--- Text for analysis ---

|"Hep A is a big traveler-spread disease, we get a lot of imported cases each year/ cases from oversea or central american travel."
Hep A is spread primarily by fecal contact, so unless the op's daughters are in contact with feces, or with contaminated items that they might put directly into their mouths, I think she can cross this off as a concern.
|"Measles, mumps and rubella could be an issue simply because travel is the major route by which these diseases enter the USA. The mumps outbreak in NYC started with an import, all rubella cases reported this year and last were imports, most measles cases originate overseas. This vaccine prevents transmission."
I have to say I completely disagree with this statement. I know the CDC maintains that they can 'trace' the origins of every MMR disease outbreak to foreign countries, but IMO, that's nonsense. The MMR is live, can shed and can be passed to immunocompromised people, who can in turn pass it on. Just because they refuse to LOOK at vaccinated people being a source of viral shedding or carriers, doesn't mean it doesn't happen. If they could blame chicken pox on foreign travel, they would, but thanks to shingles, they haven't been able to make that claim. HiB is always blamed on non-vaxers, but this study http://www.medscape.com/viewarticle/710788
shows that because acetaminophen is shown to reduce immune response, tylenol plus Hib vaccination "has implications, especially for Haemophilus influenzae and pneumococcus, for which higher and sustained antibody concentrations are needed to interrupt the carrier state and reduce transmission within the population"

[Records of the dataset]
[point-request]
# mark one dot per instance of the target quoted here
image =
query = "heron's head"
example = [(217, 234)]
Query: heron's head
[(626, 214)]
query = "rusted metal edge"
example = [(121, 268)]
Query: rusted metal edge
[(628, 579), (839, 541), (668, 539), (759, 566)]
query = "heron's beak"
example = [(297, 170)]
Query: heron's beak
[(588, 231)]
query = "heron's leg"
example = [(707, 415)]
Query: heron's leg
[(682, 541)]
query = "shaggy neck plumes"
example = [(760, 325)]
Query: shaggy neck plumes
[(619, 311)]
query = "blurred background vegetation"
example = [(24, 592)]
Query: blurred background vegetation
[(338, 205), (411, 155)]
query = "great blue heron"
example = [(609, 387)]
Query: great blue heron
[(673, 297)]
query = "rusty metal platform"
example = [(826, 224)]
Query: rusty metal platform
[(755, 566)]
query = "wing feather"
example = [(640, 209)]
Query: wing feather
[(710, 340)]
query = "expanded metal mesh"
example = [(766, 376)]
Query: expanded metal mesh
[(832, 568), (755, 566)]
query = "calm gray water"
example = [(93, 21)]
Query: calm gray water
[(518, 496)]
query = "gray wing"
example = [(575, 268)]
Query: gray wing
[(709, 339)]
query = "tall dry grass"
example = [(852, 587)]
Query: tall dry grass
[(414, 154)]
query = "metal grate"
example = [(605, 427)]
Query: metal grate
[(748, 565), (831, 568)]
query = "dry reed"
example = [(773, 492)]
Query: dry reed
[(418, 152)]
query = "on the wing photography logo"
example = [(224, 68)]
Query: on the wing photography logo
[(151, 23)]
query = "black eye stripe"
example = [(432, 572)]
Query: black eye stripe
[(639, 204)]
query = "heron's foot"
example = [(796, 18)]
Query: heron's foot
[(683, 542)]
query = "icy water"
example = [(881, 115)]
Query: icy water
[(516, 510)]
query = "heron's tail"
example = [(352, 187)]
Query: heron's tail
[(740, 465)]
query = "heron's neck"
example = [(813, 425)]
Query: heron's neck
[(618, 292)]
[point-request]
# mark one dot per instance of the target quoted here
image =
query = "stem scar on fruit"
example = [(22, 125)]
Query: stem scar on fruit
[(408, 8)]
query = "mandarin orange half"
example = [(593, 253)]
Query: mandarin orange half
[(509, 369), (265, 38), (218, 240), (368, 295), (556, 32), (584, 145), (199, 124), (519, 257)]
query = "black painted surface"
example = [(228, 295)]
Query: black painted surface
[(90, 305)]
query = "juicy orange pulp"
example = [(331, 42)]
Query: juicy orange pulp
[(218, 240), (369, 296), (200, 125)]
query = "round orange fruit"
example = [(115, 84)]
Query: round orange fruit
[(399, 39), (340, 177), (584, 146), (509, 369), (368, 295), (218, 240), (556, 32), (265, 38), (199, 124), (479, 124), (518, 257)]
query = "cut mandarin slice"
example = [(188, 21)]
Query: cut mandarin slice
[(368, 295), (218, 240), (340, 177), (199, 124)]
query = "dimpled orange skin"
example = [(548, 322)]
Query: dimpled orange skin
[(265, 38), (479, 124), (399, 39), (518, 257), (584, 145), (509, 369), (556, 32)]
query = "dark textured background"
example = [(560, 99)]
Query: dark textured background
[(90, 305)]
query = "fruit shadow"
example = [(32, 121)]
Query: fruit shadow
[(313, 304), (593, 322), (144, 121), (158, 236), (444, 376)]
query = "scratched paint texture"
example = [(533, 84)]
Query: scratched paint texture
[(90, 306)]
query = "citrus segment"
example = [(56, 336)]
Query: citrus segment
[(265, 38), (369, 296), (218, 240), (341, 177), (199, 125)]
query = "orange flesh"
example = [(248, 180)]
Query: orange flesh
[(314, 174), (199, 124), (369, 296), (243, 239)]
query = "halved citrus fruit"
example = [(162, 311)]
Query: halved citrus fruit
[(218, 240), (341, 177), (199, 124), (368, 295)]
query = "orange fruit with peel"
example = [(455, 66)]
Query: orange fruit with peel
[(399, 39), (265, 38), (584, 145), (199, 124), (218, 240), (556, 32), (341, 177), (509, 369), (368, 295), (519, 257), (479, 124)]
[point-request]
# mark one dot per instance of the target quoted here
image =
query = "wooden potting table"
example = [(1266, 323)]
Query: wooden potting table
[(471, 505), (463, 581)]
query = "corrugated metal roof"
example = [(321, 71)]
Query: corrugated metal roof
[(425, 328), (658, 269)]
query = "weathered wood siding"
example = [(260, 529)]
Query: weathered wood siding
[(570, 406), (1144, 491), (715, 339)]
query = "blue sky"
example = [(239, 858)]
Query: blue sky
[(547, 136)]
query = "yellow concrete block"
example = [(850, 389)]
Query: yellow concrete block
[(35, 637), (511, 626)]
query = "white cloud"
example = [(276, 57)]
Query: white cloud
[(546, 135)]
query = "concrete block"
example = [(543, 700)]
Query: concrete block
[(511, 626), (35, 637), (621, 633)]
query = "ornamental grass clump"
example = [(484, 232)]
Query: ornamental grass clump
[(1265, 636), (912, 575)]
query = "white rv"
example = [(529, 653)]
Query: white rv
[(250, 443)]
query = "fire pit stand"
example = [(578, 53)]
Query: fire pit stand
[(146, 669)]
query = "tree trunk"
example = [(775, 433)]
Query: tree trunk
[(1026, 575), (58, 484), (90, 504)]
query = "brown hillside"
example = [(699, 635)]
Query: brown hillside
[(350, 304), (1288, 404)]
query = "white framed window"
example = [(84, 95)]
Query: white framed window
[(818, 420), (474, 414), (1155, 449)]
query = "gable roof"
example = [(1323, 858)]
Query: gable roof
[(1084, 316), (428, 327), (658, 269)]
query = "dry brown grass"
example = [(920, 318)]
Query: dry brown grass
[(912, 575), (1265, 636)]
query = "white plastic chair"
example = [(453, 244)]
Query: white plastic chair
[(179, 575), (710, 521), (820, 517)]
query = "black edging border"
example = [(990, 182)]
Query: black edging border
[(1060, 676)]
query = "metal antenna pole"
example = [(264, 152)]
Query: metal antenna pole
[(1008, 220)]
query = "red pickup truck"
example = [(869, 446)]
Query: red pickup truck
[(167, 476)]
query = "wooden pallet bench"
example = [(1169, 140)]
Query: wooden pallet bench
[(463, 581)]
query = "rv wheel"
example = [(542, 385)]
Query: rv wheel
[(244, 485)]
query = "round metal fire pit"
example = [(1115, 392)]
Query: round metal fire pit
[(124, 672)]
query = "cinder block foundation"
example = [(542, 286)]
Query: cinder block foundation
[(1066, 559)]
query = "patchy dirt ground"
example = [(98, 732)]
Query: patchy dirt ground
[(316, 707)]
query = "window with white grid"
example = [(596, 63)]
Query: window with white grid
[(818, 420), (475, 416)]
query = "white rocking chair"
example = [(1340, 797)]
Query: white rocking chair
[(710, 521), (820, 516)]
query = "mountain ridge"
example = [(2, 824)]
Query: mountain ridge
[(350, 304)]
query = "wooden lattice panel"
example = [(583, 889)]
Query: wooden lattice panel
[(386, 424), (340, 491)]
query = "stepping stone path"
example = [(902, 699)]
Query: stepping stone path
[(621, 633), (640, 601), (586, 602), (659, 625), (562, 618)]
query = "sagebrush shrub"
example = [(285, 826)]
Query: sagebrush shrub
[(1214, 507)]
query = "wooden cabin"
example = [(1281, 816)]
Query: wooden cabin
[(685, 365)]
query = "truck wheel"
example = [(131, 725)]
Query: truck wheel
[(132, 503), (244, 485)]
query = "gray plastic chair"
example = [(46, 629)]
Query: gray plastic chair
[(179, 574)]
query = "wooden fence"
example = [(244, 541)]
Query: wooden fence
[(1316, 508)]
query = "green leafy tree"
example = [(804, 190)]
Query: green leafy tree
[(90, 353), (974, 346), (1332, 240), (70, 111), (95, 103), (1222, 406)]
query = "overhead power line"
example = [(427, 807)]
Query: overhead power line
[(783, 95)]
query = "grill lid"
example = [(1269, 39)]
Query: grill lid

--- Exercise tasks ---
A: In the post on travel and vaccine-preventable diseases, what is the primary way Hep A is said to spread?
B: Pick up the post on travel and vaccine-preventable diseases after its last sentence and keep it going.

--- Answers for the exercise ---
A: Primarily by fecal contact.

B:
You can't trace disease where you don't believe it can go (the vaccinated)
OP - IMO, when you decide not to vaccinate, you understand that you can acquire these diseases and are ready to deal with the illness. If there is concern, taking other precautions (such as handwashing by hubby etc) and strengthening your dd's immune system are in order. If contracting any individual disease is truly fear inspiring...I think its good revisit your research on that particular disease(s) and see if not vaccinating is the correct choice for you.